■ **Directive**
Quote exactly, and only, the lines from the one containing "Tag the distant building" through the end of the material below. Skip pictures.

━━━━━━

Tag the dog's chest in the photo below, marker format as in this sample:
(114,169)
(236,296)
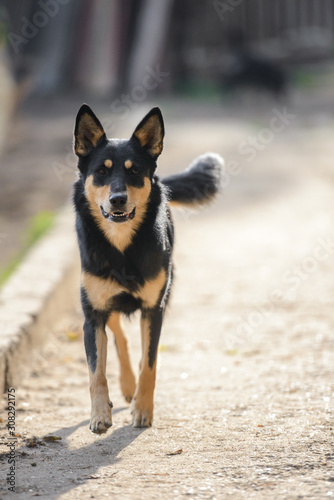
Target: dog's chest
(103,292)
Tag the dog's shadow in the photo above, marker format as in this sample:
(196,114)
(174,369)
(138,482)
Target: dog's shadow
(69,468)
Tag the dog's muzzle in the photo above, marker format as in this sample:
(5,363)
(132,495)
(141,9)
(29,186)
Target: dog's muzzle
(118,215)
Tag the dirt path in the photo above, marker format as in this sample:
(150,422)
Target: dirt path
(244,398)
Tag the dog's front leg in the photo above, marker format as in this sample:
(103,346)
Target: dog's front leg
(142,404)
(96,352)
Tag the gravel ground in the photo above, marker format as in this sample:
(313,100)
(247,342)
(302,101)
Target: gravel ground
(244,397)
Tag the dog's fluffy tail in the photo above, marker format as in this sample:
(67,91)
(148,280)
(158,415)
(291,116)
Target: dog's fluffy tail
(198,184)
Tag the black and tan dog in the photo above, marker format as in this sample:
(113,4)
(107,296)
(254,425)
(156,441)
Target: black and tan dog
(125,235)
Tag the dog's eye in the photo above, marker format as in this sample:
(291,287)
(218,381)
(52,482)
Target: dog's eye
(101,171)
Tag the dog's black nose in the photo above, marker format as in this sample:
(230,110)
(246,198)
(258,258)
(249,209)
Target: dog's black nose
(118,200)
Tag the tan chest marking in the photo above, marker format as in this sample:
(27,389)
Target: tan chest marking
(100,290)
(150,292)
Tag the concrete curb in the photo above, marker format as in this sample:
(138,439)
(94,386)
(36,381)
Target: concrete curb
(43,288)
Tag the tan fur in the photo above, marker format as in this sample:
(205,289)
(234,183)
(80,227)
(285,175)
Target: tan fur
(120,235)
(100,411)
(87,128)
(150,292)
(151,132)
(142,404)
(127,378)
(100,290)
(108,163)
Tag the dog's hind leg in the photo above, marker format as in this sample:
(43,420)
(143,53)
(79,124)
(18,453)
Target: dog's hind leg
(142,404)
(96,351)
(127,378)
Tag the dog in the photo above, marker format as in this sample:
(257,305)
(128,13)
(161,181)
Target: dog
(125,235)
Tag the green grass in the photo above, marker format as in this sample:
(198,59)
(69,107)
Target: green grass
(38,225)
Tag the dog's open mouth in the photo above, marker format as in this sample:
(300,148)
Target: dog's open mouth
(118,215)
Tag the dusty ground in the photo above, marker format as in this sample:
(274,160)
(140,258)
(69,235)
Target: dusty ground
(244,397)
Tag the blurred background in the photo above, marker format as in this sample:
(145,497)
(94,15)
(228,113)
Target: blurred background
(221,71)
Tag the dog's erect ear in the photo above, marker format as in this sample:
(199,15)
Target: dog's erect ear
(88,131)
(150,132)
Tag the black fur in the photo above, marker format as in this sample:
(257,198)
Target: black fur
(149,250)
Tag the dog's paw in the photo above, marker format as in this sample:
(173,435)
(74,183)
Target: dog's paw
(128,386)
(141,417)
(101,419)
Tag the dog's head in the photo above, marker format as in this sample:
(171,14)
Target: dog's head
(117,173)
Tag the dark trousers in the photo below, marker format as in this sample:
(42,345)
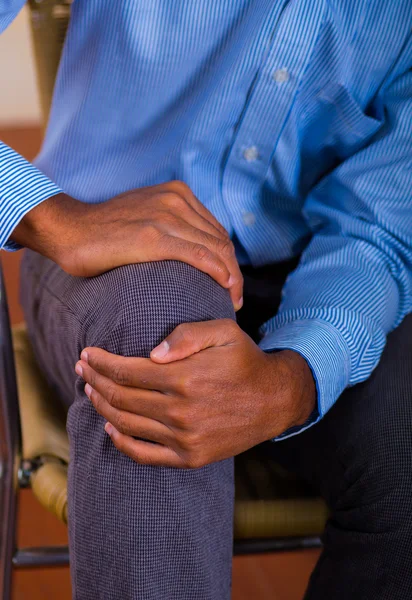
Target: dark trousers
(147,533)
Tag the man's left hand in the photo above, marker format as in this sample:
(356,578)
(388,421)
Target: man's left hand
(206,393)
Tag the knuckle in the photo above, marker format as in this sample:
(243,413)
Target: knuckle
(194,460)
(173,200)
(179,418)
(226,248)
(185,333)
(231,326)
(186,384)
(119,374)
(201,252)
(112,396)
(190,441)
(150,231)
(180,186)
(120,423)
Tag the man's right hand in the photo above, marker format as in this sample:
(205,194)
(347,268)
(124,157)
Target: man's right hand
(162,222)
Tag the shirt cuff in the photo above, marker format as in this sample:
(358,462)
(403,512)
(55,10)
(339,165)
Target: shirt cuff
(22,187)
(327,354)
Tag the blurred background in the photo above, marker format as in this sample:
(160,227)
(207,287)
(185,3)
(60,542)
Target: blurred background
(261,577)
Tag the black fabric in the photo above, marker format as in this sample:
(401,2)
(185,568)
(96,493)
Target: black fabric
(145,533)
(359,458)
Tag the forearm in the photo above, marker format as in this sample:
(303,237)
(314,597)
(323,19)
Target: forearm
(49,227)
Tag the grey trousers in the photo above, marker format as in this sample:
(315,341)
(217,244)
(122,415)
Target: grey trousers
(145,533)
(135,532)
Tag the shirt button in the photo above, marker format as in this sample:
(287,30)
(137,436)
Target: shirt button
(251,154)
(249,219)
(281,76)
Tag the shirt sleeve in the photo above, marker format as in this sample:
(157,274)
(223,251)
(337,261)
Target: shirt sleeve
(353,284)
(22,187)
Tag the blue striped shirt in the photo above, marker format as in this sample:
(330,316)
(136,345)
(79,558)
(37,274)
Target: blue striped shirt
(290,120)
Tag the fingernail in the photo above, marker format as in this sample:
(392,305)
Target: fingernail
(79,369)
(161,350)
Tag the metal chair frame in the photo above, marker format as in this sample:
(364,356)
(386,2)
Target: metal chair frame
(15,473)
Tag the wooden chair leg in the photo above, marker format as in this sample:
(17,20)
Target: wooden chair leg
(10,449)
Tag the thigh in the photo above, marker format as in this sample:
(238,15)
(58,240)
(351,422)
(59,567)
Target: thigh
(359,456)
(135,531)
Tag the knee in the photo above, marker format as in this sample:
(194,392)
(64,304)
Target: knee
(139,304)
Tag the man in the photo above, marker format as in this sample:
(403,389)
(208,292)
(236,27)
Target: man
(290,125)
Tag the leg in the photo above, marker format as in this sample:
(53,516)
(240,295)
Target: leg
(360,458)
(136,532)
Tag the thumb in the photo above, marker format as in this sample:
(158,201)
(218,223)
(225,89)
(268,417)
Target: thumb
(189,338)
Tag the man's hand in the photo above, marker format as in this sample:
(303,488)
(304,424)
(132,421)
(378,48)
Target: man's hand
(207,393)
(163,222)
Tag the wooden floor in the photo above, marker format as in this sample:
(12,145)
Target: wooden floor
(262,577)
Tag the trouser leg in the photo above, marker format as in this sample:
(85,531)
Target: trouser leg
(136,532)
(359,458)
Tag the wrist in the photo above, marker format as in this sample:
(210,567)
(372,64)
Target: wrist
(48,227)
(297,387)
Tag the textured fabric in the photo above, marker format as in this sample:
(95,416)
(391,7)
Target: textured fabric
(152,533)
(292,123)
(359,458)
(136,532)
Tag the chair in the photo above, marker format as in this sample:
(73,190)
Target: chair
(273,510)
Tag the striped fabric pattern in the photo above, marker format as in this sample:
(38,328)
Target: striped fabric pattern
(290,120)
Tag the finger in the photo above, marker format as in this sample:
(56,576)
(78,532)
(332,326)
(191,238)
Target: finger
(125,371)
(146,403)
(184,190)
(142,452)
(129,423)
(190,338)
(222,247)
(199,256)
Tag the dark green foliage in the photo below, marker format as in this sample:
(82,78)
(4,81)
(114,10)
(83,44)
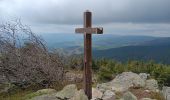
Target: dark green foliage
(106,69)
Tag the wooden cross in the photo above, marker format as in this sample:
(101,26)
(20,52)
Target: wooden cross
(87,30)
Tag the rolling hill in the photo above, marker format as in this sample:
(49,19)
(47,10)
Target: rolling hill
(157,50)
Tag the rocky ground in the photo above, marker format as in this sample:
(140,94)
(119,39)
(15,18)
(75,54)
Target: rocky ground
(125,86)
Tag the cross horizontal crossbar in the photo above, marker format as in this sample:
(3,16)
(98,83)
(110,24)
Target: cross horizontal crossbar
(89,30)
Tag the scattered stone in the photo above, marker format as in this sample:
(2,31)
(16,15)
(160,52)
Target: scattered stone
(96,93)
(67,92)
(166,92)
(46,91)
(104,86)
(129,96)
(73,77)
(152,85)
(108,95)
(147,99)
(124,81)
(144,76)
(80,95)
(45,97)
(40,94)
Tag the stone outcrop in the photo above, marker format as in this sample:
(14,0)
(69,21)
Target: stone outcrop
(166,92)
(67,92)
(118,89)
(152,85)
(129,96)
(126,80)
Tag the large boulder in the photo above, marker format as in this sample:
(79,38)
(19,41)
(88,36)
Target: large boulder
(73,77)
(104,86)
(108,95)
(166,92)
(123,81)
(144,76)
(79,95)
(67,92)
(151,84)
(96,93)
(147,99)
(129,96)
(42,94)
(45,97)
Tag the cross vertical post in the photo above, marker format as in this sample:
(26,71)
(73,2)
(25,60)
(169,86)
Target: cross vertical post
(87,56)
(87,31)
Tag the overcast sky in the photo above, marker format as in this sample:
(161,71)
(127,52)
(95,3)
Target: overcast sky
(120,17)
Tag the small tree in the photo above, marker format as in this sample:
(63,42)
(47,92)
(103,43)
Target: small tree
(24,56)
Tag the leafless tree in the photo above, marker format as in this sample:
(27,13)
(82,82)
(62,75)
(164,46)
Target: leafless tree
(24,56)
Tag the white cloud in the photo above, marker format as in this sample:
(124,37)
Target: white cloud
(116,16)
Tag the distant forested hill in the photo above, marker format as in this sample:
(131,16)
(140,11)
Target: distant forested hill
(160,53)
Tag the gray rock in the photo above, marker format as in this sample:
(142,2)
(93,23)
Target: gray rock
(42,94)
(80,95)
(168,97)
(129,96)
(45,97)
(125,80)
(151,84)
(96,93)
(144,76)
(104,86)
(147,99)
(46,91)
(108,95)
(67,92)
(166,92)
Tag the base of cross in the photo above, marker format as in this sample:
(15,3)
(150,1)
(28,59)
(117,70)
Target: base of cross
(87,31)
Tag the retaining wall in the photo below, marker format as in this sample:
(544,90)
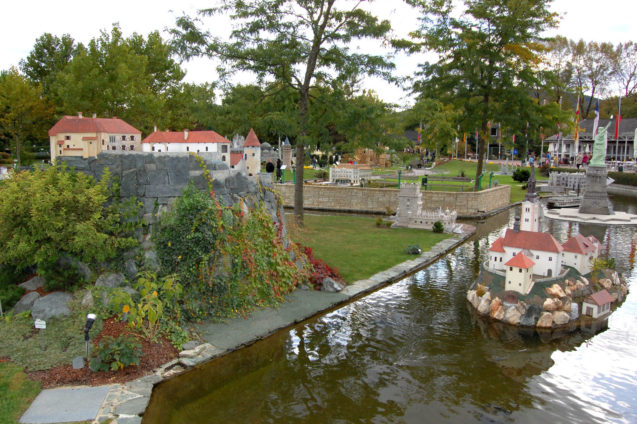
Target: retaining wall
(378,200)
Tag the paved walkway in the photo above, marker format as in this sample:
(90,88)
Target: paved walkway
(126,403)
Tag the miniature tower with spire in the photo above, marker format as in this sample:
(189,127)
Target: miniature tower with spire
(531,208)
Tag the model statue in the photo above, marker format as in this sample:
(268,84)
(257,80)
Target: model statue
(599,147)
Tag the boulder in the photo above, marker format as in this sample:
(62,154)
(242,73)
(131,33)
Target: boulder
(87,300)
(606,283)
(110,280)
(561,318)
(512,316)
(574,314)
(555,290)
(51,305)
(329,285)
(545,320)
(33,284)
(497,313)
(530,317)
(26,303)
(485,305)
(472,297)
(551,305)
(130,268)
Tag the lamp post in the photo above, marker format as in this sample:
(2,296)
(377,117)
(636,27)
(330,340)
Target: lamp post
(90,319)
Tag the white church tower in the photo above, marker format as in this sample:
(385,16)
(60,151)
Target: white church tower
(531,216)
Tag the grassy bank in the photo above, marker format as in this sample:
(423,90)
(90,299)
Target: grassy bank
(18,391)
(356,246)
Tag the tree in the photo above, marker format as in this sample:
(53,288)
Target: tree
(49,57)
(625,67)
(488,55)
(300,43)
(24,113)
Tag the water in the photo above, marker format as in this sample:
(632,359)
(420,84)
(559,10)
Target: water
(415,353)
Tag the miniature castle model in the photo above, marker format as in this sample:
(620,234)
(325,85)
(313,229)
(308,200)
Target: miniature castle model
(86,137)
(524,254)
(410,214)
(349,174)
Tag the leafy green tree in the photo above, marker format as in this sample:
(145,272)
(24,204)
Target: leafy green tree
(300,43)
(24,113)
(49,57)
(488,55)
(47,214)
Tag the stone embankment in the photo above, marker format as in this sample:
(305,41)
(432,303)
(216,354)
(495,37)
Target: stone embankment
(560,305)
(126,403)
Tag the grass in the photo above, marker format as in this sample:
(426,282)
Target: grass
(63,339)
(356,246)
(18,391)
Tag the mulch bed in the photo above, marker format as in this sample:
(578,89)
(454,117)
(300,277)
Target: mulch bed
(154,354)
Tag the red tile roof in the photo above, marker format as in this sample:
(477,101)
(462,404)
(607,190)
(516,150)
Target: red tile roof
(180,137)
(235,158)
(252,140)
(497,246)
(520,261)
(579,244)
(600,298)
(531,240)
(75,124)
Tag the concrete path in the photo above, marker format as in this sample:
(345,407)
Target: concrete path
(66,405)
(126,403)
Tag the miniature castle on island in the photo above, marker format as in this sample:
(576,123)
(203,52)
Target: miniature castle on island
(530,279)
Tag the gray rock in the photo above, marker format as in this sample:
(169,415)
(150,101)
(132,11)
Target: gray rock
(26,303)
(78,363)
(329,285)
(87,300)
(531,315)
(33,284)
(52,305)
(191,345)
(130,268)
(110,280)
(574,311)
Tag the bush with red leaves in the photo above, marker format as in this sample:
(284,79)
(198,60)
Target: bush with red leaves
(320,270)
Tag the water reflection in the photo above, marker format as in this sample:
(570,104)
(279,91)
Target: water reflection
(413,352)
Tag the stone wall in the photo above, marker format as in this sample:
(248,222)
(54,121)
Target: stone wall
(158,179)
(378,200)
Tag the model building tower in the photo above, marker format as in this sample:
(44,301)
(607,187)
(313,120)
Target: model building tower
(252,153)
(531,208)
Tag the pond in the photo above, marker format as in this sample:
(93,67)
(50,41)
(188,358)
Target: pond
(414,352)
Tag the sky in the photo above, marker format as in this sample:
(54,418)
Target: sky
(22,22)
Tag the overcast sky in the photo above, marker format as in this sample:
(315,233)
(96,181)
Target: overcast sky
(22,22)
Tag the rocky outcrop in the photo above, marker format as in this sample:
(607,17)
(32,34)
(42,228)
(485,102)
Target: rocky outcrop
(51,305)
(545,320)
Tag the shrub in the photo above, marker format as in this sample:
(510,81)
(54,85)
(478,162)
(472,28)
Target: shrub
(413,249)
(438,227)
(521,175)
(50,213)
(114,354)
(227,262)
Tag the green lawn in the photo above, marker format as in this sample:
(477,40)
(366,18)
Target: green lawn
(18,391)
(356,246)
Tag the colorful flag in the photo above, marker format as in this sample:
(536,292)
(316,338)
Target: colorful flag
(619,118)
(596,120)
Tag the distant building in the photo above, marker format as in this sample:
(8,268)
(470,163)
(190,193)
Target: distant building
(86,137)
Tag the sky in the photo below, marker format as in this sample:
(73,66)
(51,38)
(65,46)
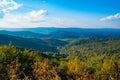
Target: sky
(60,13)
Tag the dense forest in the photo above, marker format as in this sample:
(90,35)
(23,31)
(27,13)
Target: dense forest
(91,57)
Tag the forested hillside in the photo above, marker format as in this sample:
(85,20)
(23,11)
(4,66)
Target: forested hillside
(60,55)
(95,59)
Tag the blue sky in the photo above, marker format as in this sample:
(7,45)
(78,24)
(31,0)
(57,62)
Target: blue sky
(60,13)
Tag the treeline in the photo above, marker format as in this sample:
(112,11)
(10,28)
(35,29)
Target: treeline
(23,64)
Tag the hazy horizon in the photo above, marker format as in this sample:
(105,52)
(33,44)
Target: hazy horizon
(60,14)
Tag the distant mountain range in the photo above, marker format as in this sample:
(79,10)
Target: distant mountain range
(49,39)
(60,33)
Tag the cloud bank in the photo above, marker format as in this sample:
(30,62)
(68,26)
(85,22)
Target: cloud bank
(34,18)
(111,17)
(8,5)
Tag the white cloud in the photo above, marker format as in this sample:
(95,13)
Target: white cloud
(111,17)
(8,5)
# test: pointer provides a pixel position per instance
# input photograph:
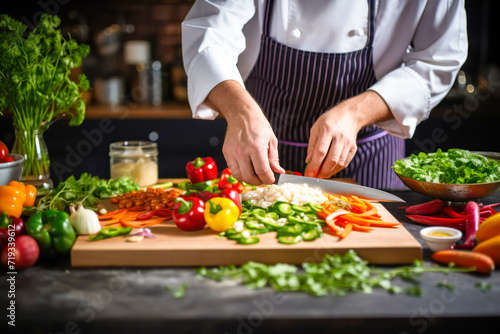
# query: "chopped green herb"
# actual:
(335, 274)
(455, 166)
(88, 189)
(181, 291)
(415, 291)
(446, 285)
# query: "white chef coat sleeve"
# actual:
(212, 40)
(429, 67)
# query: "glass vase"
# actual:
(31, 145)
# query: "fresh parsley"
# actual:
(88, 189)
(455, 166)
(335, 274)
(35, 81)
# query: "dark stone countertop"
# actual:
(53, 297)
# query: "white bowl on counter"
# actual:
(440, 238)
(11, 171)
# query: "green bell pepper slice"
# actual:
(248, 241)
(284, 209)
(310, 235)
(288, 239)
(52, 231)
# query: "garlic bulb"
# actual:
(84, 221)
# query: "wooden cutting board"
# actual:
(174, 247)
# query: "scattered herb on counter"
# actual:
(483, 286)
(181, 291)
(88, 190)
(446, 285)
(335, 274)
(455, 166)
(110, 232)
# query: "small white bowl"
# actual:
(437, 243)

━━━━━━

■ **Response to this exercise**
Tag the distant building in the photo above, marker format as in this sample:
(8,268)
(470,163)
(190,193)
Target: distant building
(86,137)
Tag the sky in the photo below, marker format as in this sample:
(73,66)
(51,38)
(65,46)
Target: sky
(60,13)
Tag the dense forest in the photo above, marker format as in this sample:
(90,35)
(23,31)
(27,13)
Target: dense forest
(91,57)
Tag the forested hillside in the photo above, marker format as in this sample:
(85,20)
(23,11)
(4,66)
Target: forested hillside
(60,55)
(95,59)
Tag the blue sky in the photo above, marker format as in this sample:
(7,45)
(78,24)
(31,0)
(57,62)
Target: blue sky
(60,13)
Tag the treeline in the photo above, marker format as in this sample:
(112,11)
(10,28)
(35,29)
Target: treeline
(23,64)
Tag the hazy horizon in the photo above, marker format as in this sample:
(105,52)
(33,44)
Target: hazy horizon
(60,14)
Tag the distant mountain range in the photo above, marker format as in this sample:
(79,10)
Target: distant mountain range
(49,39)
(60,33)
Tag the cloud bank in the photo above, marker format as in this sample:
(30,62)
(68,26)
(85,22)
Target: cloud bank
(34,18)
(111,17)
(8,5)
Tag the white cloud in the photo above, marker format as in this sample:
(95,13)
Target: white cloud
(111,17)
(8,5)
# test: pointer provides a pixel position per instance
# input photograph:
# query: "chopped green herb"
# actual:
(335, 274)
(455, 166)
(88, 189)
(181, 291)
(415, 291)
(446, 285)
# query: "white chef coat sleeve"
# actual:
(212, 40)
(429, 67)
# query: "glass vase"
# actual:
(31, 145)
# query: "fresh parsley"
# actual:
(88, 189)
(455, 166)
(335, 274)
(35, 81)
# query: "dark stone countertop"
# actual:
(53, 297)
# query: "white bowl on counter"
# actual:
(440, 238)
(11, 171)
# query: "green bell pepper slice"
# actual:
(248, 241)
(284, 209)
(310, 235)
(288, 239)
(52, 231)
# query: "garlic bulb"
# actual:
(84, 221)
# query: "wooden cutting board"
# actual:
(174, 247)
# query: "scattered herb on counter"
# actual:
(483, 286)
(181, 291)
(88, 190)
(446, 285)
(335, 274)
(455, 166)
(110, 232)
# query: "small white bowl"
# actual:
(437, 243)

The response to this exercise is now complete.